Excerpt provided
◆ ◆ ◆ ◆

In response to what Russia called “insults,” Russia’s foreign ministry announced that it had summoned US Ambassador John Sullivan to declare that “Russian-American relations [are] on the verge of rupture.” The “rupture” of relations between states generally signifies that war is imminent.
Indeed, Biden’s whirlwind tour of Europe in an effort to mobilize the United States’ European allies for war has been carefully prepared by extensive military discussions.
The Wall Street Journal reported: “U.S. Defense Secretary Lloyd Austin met at NATO headquarters last week with his counterparts from other alliance members to discuss beefing up forces even further. They directed military planners from all of the NATO members to draft plans that are likely to be discussed when President Biden meets with other alliance heads of government in Europe this week.”
“I expect there will be a rough doubling of the U.S. presence,” Douglas Lute, a former US ambassador to NATO and a retired Army lieutenant general, told the Journal.
The United States has deployed more than 15,000 additional troops to Europe since the outbreak of the war, and the US troop levels in Europe have reached over 100,000—the first time this figure has been surpassed since the end of the Cold War. If, as Lute suggests, the number of US troops deployed in Europe will double, this would mean the dispatch of 100,000 more US troops to Russia’s borders.
The Journal wrote: “Troops deployed in Eastern Europe will likely be augmented with more ground units equipped with tanks, other armored vehicles, artillery and attack helicopters, instead of the primarily light infantry forces that are already positioned close to NATO’s eastern borders, current and former officials said.”
The greater significance and implications of war generally emerge as it develops. While the US succeeded in goading the Russian government to take the first shot, it is clear that the war in Ukraine is the first stage of a much broader conflict. Having provoked the Russian government into a desperate and disastrous invasion of Ukraine, the United States is using the war to reassert its global hegemony, building a war coalition for what the United States has termed “great power conflict” targeting not only Russia, but China as well.

◆ ◆ ◆ ◆

Dataset content
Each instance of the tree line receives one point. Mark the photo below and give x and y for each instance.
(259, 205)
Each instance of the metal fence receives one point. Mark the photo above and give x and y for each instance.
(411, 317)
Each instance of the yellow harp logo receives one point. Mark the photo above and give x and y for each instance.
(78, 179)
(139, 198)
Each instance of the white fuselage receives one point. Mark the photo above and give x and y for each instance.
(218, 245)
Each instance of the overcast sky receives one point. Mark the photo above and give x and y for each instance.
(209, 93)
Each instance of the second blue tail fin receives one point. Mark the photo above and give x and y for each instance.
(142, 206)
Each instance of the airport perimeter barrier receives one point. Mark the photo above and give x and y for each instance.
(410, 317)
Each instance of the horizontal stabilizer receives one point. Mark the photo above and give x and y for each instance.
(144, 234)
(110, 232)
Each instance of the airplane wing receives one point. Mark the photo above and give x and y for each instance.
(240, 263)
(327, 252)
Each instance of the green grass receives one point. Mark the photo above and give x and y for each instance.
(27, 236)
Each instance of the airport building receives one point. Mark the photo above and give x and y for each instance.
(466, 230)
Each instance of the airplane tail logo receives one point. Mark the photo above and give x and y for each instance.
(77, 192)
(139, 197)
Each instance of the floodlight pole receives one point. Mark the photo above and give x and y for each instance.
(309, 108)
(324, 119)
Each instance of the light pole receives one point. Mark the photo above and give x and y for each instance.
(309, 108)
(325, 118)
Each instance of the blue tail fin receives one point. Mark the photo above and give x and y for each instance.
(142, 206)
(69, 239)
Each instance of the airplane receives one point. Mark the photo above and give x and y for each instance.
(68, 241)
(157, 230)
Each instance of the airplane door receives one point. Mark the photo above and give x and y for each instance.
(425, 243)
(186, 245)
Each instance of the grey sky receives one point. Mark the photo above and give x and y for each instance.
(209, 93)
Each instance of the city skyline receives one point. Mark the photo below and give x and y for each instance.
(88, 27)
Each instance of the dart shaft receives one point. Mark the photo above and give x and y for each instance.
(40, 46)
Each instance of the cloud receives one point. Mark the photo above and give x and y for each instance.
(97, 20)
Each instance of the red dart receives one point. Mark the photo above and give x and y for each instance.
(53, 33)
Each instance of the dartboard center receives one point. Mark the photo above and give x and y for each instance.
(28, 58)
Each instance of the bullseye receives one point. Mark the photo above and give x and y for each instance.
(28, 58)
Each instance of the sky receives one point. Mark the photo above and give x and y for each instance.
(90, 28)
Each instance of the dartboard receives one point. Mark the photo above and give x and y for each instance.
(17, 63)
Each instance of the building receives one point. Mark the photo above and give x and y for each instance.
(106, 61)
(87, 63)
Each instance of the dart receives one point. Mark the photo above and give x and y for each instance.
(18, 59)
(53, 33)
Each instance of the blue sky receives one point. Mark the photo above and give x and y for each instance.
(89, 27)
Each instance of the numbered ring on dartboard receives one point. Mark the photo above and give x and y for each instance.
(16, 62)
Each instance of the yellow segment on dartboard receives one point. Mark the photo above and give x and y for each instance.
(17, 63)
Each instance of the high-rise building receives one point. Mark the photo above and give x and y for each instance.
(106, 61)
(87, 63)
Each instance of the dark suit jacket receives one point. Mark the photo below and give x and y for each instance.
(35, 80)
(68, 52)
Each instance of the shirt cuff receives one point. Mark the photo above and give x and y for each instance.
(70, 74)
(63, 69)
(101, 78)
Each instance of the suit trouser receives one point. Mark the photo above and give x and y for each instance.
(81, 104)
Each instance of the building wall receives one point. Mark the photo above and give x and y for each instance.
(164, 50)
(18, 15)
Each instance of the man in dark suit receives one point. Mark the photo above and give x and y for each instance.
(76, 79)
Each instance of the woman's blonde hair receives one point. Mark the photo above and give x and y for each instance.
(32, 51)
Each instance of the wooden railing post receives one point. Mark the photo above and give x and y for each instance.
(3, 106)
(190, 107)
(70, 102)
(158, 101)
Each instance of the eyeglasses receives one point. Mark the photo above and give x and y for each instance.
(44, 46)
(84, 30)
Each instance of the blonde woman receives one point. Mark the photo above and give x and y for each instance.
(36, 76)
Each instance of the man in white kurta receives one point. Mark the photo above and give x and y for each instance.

◆ ◆ ◆ ◆

Questions to answer
1. Answer these from the article on the US military buildup in Europe:
(a) Which US official did Russia's foreign ministry say it had summoned?
(b) Where did Lloyd Austin meet his counterparts from other alliance members?
(c) How many additional troops has the United States sent to Europe since the war broke out?
2. Extend the article on the US military buildup in Europe, starting right after its last sentence.

Expected outputs
1.
(a) US Ambassador John Sullivan.
(b) At NATO headquarters.
(c) More than 15,000.

2.
On Friday, in a meeting with Chinese President Xi Jinping, Biden threatened China with unspecified “consequences” if it provided any material support to Russia. A day earlier, Blinken declared that the US would “not hesitate to impose costs” on China.
This bullying language was turned into open military threats as Biden prepared to set off to Europe. U.S. Indo-Pacific Commander Adm. John C. Aquilino staged a press conference to the Associated Press aboard a military surveillance aircraft plane over territory claimed by China. “Should deterrence fail,” he declared, “my second mission is to be prepared to fight and win.”
The preparations for world war are being carried out behind the backs of the American population. Biden pledged to end America’s “forever wars,” promising to “close this period of relentless war” and initiate “a new era of relentless diplomacy.” Instead, the Biden administration is carrying out the greatest military escalation since the launching of the “war on terror” in 2001.
In the United States, the 2023 military budget is expected to total $800 billion: $60 billion more than the $740 billion authorized for fiscal year 2022. There are calls for an even more rapid funneling of money into the US war machine.
The bill for this massive expansion of military spending will be paid by the working class. It will be utilized to attack the living standards of the working class, criminalize working class political opposition and distract attention from the massive surge of COVID-19.
The reckless military escalation threatens to spiral out of control, potentially precipitating the first use of nuclear weapons since the bombing of Hiroshima and Nagasaki during the Second World War.